··· RECORDS SHOWN ···

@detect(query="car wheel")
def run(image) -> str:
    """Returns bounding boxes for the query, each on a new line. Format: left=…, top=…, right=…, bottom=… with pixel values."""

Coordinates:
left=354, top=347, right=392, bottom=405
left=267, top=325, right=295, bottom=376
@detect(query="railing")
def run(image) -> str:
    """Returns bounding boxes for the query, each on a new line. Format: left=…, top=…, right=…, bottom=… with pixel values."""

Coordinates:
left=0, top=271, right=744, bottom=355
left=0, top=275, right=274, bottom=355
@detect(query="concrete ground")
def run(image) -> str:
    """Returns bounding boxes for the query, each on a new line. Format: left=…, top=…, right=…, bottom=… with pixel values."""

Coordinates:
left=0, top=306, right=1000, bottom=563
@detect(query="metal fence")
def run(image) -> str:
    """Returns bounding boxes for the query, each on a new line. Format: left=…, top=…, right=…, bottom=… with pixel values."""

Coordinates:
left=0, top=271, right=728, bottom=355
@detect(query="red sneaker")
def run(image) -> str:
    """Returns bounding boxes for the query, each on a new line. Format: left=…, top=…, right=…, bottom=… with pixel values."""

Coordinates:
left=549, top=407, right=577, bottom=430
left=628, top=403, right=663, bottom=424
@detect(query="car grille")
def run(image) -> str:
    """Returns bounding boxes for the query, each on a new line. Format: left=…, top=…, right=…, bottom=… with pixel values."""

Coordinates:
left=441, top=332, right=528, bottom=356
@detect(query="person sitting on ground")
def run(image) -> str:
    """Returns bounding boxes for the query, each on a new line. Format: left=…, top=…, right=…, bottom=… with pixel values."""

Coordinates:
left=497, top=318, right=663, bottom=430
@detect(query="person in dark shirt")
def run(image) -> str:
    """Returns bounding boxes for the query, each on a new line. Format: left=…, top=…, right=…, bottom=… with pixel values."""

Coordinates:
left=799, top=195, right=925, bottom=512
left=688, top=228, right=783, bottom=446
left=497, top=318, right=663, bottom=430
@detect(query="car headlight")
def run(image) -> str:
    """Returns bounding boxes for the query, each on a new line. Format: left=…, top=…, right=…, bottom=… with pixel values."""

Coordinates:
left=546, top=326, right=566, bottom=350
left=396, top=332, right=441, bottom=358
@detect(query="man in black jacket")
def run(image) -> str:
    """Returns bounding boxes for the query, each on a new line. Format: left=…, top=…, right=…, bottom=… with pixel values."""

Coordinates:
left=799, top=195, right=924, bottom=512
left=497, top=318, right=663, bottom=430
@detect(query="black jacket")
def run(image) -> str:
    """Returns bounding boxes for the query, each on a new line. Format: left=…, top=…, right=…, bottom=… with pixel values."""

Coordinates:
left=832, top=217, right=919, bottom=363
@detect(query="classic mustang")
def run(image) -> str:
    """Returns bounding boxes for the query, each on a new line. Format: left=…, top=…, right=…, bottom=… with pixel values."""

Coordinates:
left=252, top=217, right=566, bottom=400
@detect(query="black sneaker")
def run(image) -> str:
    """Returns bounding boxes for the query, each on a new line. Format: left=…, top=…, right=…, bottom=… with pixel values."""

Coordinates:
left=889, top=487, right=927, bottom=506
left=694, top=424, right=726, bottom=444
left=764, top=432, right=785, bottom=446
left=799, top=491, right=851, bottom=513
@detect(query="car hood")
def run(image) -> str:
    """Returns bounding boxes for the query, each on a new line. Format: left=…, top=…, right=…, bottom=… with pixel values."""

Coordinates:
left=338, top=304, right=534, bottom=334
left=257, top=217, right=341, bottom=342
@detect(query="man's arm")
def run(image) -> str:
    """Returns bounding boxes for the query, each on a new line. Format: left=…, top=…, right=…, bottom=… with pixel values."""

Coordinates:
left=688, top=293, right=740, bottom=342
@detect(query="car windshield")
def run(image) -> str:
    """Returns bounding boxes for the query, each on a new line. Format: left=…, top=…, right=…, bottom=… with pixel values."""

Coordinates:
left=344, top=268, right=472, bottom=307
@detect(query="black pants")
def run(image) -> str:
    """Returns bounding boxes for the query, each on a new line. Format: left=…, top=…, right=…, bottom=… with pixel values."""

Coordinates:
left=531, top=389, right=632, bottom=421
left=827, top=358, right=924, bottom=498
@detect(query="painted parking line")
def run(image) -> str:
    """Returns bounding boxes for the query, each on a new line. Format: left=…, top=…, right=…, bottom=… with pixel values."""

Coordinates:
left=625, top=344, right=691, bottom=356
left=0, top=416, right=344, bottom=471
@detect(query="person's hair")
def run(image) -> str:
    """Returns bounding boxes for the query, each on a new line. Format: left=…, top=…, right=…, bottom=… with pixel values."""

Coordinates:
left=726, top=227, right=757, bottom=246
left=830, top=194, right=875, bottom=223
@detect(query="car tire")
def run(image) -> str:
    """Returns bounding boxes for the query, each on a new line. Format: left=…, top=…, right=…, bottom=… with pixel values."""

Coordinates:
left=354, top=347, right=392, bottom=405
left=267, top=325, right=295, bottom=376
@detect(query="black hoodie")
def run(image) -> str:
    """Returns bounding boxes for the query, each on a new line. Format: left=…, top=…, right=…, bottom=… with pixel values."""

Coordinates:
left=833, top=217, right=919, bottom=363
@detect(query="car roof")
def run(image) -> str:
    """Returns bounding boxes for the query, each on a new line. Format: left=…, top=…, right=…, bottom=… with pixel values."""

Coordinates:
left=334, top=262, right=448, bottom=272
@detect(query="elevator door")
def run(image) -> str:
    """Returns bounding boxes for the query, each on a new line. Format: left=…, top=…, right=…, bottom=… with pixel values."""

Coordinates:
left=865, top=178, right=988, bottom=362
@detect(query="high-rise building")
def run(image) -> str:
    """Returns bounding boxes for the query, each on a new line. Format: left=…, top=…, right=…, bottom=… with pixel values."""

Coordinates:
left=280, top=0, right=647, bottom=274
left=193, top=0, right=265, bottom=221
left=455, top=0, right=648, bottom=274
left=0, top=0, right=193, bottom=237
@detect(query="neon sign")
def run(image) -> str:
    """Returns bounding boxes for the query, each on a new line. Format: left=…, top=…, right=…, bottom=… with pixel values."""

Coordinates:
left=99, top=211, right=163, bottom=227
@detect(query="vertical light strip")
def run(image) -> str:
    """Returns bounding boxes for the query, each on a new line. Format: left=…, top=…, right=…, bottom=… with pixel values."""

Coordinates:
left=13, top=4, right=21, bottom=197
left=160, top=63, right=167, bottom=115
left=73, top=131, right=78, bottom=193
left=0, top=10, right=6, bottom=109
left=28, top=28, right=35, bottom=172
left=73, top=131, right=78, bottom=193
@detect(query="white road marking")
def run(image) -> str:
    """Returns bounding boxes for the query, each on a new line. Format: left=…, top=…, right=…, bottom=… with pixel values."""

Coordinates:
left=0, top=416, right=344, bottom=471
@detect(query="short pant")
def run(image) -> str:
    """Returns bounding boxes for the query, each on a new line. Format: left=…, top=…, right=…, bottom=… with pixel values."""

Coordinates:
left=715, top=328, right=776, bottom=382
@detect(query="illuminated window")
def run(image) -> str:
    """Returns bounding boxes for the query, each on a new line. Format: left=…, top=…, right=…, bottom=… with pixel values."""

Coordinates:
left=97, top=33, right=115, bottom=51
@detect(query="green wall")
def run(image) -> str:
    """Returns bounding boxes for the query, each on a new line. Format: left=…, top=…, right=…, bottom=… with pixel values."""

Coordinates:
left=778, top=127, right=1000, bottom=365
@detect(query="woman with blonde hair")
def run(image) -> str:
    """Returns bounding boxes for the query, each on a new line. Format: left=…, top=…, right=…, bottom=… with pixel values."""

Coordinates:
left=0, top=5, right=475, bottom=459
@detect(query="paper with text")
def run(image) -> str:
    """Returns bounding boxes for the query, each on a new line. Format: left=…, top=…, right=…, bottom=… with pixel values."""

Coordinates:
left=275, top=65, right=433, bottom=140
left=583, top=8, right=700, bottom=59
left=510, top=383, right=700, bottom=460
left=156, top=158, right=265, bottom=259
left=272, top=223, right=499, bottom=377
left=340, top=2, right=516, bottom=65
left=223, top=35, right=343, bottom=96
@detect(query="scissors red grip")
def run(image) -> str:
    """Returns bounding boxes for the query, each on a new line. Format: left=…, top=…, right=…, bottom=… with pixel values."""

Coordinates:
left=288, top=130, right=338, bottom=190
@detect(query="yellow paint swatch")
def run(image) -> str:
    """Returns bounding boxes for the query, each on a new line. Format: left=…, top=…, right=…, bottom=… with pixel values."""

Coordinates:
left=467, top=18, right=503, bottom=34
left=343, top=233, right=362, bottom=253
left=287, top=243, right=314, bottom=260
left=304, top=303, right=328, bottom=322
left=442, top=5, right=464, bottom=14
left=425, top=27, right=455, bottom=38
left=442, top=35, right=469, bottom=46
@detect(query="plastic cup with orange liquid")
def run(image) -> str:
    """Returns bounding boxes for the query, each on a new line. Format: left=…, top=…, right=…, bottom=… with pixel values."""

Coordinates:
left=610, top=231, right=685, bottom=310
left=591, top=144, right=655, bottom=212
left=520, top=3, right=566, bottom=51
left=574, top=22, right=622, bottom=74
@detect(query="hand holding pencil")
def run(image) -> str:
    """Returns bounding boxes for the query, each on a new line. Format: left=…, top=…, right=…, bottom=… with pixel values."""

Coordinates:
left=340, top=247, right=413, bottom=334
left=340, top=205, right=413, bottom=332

···

» TO DO
Copy out every line in the entries above that contains the string "hair". Only matches with the same capitalization count.

» RESULT
@detect(query="person's hair")
@detect(query="woman with blonde hair")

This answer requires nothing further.